Counting only lines that contain the string "large", how many are there in the data? Say the number alone.

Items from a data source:
+ + + +
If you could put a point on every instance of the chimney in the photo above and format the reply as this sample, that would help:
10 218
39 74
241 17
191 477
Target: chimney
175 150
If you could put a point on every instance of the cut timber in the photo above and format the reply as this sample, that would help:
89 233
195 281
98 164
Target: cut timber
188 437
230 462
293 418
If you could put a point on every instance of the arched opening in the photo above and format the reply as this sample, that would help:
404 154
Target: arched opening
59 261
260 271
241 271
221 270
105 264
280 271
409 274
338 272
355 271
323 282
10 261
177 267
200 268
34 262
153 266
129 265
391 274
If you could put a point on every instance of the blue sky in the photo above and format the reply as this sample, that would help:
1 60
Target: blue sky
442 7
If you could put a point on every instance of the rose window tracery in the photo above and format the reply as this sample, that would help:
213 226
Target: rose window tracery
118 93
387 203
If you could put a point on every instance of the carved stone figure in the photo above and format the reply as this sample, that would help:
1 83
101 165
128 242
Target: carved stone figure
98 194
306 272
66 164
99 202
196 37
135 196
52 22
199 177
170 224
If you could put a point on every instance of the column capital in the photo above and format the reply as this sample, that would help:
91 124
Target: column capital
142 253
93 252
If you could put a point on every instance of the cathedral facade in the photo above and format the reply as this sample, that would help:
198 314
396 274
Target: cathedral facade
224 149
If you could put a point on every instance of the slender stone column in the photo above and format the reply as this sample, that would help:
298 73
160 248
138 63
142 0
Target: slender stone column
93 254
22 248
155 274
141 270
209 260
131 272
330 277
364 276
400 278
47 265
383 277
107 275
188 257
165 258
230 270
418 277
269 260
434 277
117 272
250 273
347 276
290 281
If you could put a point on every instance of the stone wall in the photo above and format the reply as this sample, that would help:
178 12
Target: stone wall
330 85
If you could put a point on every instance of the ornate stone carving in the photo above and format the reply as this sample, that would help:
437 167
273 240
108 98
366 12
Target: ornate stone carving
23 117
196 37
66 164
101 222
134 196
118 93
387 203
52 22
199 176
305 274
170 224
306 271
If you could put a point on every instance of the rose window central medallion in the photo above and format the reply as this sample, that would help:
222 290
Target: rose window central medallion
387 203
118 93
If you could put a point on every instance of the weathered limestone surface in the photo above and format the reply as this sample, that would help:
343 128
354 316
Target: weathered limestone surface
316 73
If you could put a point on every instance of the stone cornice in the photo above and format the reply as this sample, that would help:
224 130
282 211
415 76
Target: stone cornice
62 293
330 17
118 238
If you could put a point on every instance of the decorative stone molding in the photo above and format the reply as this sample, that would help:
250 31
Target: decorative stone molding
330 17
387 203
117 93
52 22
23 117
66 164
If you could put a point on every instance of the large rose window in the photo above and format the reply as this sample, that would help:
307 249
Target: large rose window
+ + + +
Output of the exercise
2